Page:
========
# PB13-Ultra still king for a while?



## Smatchimo (Jul 1, 2008)

I was thinking my inability to ever save money would prevent me from getting a PB13-Ultra for another year or so, but thanks to an income tax refund it's about time for me to finally order a PB13-Ultra after drooling over it for a while now. :yay:

Just curious if anyone has heard rumors of any new SVS subs coming out? I figure inevitably a day after I order one something better will be released but I thought I'd check here just in case anyone's at liberty to say.


----------



## mike c (Apr 25, 2006)

ported svs subs - i don't think there's one coming soon.

order away!


----------



## tonyvdb (Sep 5, 2007)

Ya, I think its going to be tough to beat the PB13 Ultra at its price point. Probable another year before they come out with anything bigger.


----------



## Warpdrv (Mar 3, 2007)

tonyvdb said:


> Ya, I think its going to be tough to beat the PB13 Ultra at its price point. Probable another year before they come out with anything bigger.


They will be working out some new sealed units, with a 16" driver for the Ultra line, I also saw hints of that driver possibly being implemented into a ported unit.... Don't quote me on that, I drew my own conclusions. 

That would be a very heavy unit if they did.....


----------



## Smatchimo (Jul 1, 2008)

Well I just ordered one so I hope it takes them quite a while. I'll need to work on getting a bigger house to have room for it anyway. Time to read up on calibrating and cheap soundproofing efforts before the police show up at my house for disturbing the surrounding few blocks. :hsd:


----------



## jbcrete2 (Dec 31, 2008)

I hope so...I just placed an order about a half hour ago...now the wait....


----------



## Smatchimo (Jul 1, 2008)

It only took from Monday -> Wednesday for mine to arrive.

However the delivery guy refused to bring it inside claiming it was 200 lbs (really just 166) and it would take 4 people to lift (I wasn't home at the time). We managed to drag it inside on our own though, up a couple small stairs on a front porch. 

It's pretty cool, i.e. playing a 10hz tone I can't hear at all yet the pictures are trying to shake themselves off the walls :hsd:


----------



## Ray in Kingwood (Jul 16, 2009)

However the delivery guy refused to bring it inside ???

Not if he is supposed to. I had a feller do this to me once, called yellow freight and they credited me the shipping.


----------



## Smatchimo (Jul 1, 2008)

Well it was a free shipping offer from SVS so nothing to refund to me, but yeah he just left it in our garage (disconnected from house) and I we had to drag it inside. I forget the shipping company name but it was some small local one I hadn't ever heard of before and probably never will again.


----------



## bone215 (Dec 15, 2006)

OK, you have a new sub? Are you going to show us some pictures? Are you going to give us your listening impressions? Come on now and share with us.


----------



## Smatchimo (Jul 1, 2008)

It's great, I'm no golden ears though and don't have a great camera. The main neat thing I noticed is playing a 10hz test tone shook the hell out of the walls until I got a new couch which seems to absorb quite a bit of it ;-)


----------
========
Data shown:
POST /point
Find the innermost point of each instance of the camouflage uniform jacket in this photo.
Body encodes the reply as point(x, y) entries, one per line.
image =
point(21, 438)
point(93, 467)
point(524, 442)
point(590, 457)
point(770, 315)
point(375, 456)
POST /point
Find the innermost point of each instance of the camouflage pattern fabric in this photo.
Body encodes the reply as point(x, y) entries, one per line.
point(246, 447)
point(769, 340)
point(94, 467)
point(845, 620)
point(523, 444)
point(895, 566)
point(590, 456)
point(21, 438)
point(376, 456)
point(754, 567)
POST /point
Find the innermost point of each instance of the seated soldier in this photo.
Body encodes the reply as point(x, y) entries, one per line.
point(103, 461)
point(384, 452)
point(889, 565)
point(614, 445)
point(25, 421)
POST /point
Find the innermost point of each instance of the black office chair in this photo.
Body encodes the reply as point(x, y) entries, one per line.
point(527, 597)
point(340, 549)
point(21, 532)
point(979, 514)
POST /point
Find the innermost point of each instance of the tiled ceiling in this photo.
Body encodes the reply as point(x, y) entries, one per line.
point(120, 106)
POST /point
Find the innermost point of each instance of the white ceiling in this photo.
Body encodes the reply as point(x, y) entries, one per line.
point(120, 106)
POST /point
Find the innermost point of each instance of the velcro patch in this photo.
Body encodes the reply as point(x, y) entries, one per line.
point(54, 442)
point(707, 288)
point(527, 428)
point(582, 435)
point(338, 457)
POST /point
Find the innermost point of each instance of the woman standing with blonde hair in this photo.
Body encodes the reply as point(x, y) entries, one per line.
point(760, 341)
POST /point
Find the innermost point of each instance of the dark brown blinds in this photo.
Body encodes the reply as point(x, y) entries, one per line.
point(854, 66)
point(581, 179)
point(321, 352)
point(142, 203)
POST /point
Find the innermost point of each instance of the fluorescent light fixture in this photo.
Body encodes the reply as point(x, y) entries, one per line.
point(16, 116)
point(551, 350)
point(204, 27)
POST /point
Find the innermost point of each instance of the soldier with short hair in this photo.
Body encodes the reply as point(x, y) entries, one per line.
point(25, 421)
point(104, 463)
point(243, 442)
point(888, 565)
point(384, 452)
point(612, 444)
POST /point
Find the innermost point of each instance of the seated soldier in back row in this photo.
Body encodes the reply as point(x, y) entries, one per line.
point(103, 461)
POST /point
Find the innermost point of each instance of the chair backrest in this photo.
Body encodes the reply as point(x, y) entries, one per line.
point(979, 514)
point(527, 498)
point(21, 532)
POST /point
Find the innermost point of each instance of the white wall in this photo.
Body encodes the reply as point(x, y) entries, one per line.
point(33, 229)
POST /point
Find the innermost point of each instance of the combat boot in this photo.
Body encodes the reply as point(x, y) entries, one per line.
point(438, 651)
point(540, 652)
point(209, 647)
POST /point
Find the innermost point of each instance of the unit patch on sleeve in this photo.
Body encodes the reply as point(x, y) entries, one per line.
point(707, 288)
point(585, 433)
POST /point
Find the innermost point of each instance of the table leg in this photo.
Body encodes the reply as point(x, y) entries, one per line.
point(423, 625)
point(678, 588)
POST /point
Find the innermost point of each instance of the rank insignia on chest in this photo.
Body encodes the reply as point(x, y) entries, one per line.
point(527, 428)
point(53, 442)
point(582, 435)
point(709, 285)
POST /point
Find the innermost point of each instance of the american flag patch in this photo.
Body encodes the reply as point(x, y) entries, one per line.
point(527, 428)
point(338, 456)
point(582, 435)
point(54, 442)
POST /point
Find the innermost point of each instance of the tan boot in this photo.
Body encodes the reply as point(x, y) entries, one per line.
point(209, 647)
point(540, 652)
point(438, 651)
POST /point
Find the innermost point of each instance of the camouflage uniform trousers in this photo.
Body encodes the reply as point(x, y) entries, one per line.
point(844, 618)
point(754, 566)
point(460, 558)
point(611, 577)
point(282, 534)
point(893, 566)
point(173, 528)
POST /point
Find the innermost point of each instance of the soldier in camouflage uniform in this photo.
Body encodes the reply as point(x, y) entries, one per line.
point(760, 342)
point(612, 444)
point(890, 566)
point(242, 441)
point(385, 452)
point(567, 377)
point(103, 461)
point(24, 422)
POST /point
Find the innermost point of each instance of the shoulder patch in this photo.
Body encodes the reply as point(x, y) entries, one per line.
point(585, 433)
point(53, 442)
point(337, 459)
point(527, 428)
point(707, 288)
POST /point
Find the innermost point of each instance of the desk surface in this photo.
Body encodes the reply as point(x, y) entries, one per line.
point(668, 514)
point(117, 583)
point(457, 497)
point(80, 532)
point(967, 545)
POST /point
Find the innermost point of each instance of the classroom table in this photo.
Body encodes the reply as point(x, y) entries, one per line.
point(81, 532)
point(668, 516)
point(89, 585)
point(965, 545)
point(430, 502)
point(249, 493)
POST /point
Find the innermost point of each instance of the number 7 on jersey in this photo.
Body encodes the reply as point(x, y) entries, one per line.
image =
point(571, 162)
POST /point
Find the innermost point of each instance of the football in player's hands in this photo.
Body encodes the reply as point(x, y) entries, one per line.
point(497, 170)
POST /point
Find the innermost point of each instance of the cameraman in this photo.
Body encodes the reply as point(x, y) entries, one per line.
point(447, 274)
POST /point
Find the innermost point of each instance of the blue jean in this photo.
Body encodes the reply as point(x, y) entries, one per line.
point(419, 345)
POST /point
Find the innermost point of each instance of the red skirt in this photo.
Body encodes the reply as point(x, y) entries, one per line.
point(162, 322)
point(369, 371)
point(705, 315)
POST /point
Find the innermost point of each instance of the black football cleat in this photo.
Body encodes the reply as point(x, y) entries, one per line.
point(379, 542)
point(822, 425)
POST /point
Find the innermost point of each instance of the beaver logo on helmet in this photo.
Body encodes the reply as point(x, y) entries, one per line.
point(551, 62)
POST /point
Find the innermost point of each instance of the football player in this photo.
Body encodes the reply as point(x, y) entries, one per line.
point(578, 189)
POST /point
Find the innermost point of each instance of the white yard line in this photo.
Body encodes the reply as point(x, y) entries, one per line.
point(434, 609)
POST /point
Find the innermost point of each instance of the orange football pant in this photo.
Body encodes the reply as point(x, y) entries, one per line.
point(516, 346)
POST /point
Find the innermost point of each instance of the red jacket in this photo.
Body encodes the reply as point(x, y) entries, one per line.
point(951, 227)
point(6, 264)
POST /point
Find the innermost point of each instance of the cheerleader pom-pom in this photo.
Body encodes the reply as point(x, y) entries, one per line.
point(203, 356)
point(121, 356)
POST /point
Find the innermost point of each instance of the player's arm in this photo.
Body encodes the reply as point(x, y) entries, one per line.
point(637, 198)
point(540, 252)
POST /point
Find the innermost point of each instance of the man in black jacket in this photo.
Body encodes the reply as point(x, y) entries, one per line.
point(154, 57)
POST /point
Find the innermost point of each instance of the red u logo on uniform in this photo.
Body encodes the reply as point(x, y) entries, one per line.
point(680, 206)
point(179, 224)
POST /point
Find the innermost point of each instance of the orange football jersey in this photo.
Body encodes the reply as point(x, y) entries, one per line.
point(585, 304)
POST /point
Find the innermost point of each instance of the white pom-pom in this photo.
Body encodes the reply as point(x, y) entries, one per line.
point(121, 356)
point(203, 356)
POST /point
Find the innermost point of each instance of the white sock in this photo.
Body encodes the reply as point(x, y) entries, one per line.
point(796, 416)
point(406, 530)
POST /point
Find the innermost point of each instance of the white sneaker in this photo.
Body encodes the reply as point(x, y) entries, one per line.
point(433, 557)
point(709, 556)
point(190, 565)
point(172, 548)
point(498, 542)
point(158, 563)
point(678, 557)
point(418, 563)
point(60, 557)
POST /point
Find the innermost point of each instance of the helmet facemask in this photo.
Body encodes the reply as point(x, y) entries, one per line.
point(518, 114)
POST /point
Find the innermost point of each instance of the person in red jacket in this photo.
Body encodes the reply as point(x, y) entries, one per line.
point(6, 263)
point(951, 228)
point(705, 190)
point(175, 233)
========
Stated problem:
Do these statements agree with the PB13-Ultra thread? (a) The delivery person carried the subwoofer into the house. (b) SVS offered free shipping on the order. (c) The subwoofer arrived two days after it was ordered. Answer each with yes or no and quote the deciding words from the thread. Work only from the PB13-Ultra thread, not from the entries.

Worked answer:
(a) No: "the delivery guy refused to bring it inside"
(b) Yes: "it was a free shipping offer from SVS"
(c) Yes: "It only took from Monday -> Wednesday for mine to arrive."